* [Extracted text]
______
The applicable standard of review for “rationality” was articulated by Cory J. in Hill [v. Church of Scientology of Toronto, [1995] 2 S.C.R. 1130], supra, at para. 197:

Unlike compensatory damages, punitive damages are not at large.  Consequently, courts have a much greater scope and discretion on appeal.  The appellate review should be based upon the court’s estimation as to whether the punitive damages serve a rational purpose.  In other words, was the misconduct of the defendant so outrageous that punitive damages were rationally required to act as deterrence?

The “rationality” test applies both to the question of whether an award of punitive damages should be made at all, as well as to the question of its quantum. 

[50]            The trial judge‘s reasons for determining that punitive damages were appropriate are set forth at paras. 244-251 of his reasons for judgment:

The present case is an appropriate case for the award of punitive damages.  This is a case where the defendants defrauded ICBC.  As was pointed out by Southin J.A. in ICBC v. Sanghera, [1991] 4 W.W.R. 714, supra:

The Corporation is by statute the insurer of all British Columbian motorists.  Fraud on the Corporation is, in reality, fraud on all the motorists of British Columbia and deserves such punishment as the civil courts can properly administer. 

I have considered the convictions of Eurosport and Fred Hwang on several of the transactions which form a part of the claims in this case and the penalties imposed.  The stigma of the criminal convictions referred to in the authorities has been imposed by means of the convictions and sentences.  In addition, I have considered the systematic nature of the frauds in the present case, the difficulty in detecting them and the high cost of investigating and prosecuting claims in relation to them.

I accept the submission that the random way in which files were selected does tend to establish that this was a sample rather than an exhaustive claim.

I am troubled by what I perceive to be different approaches from the Supreme Court of Canada in Vorvis v. ICBC, [1989] 1 S.C.R. 1085, and Whiten v. Pilot Insurance Co., [2002] 1 S.C.R. 595, but in my view this is a case which by its nature requires a significant measure of punishment and a clear expression of disapproval from the court, but nevertheless these are parties who have been charged, convicted and sentenced in relation to these events. 

Quite apart from the underlying conduct giving rise to the claims themselves, Mr. Hwang, on behalf of himself and the other defendants, persisted in allegations of criminal or quasi criminal conduct against the plaintiff and allegations of unprofessional conduct against their counsel.
______
* [Data supplied]
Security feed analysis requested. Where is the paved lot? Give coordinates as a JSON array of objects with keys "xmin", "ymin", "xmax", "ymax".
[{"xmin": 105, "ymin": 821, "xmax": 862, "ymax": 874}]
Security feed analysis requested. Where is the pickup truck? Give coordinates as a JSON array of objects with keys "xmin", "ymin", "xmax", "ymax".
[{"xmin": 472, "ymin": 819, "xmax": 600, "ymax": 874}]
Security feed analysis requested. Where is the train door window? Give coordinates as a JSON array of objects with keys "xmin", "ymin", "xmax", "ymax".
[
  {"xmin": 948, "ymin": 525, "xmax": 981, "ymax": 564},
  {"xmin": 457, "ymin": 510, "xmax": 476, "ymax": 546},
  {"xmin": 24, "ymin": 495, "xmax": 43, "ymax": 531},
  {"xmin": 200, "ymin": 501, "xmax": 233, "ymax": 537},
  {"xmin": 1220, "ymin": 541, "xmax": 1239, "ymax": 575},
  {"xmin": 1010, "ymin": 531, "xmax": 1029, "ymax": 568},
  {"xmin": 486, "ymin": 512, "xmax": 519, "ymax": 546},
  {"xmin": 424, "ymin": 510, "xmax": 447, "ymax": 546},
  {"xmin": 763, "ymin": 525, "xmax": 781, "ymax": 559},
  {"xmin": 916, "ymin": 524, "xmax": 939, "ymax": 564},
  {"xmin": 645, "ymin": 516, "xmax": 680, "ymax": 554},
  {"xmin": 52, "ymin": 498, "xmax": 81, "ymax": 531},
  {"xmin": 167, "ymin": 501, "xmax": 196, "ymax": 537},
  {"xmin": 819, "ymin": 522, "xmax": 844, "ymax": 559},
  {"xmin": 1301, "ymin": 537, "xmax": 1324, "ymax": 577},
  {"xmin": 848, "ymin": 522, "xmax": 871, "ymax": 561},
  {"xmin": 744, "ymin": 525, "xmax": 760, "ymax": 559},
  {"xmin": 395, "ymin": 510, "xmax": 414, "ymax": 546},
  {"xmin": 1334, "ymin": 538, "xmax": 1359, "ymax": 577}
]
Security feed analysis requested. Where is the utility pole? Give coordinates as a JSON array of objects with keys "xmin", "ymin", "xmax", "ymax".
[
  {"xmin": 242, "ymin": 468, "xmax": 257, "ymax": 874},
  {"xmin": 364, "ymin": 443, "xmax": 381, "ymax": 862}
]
______
* [Aim 1]
List every court case cited by name in the passage on punitive damages.
* [Aim 2]
Quote the rows word for word, starting with the row that contains "Security feed analysis requested. Where is the train" and continuing through the last of the rows.

* [Correct answer 1]
- Hill v. Church of Scientology of Toronto, [1995] 2 S.C.R. 1130
- ICBC v. Sanghera, [1991] 4 W.W.R. 714
- Vorvis v. ICBC, [1989] 1 S.C.R. 1085
- Whiten v. Pilot Insurance Co., [2002] 1 S.C.R. 595

* [Correct answer 2]
Security feed analysis requested. Where is the train door window? Give coordinates as a JSON array of objects with keys "xmin", "ymin", "xmax", "ymax".
[
  {"xmin": 948, "ymin": 525, "xmax": 981, "ymax": 564},
  {"xmin": 457, "ymin": 510, "xmax": 476, "ymax": 546},
  {"xmin": 24, "ymin": 495, "xmax": 43, "ymax": 531},
  {"xmin": 200, "ymin": 501, "xmax": 233, "ymax": 537},
  {"xmin": 1220, "ymin": 541, "xmax": 1239, "ymax": 575},
  {"xmin": 1010, "ymin": 531, "xmax": 1029, "ymax": 568},
  {"xmin": 486, "ymin": 512, "xmax": 519, "ymax": 546},
  {"xmin": 424, "ymin": 510, "xmax": 447, "ymax": 546},
  {"xmin": 763, "ymin": 525, "xmax": 781, "ymax": 559},
  {"xmin": 916, "ymin": 524, "xmax": 939, "ymax": 564},
  {"xmin": 645, "ymin": 516, "xmax": 680, "ymax": 554},
  {"xmin": 52, "ymin": 498, "xmax": 81, "ymax": 531},
  {"xmin": 167, "ymin": 501, "xmax": 196, "ymax": 537},
  {"xmin": 819, "ymin": 522, "xmax": 844, "ymax": 559},
  {"xmin": 1301, "ymin": 537, "xmax": 1324, "ymax": 577},
  {"xmin": 848, "ymin": 522, "xmax": 871, "ymax": 561},
  {"xmin": 744, "ymin": 525, "xmax": 760, "ymax": 559},
  {"xmin": 395, "ymin": 510, "xmax": 414, "ymax": 546},
  {"xmin": 1334, "ymin": 538, "xmax": 1359, "ymax": 577}
]
Security feed analysis requested. Where is the utility pole? Give coordinates as a JSON array of objects with keys "xmin", "ymin", "xmax", "ymax".
[
  {"xmin": 242, "ymin": 468, "xmax": 257, "ymax": 874},
  {"xmin": 364, "ymin": 443, "xmax": 381, "ymax": 862}
]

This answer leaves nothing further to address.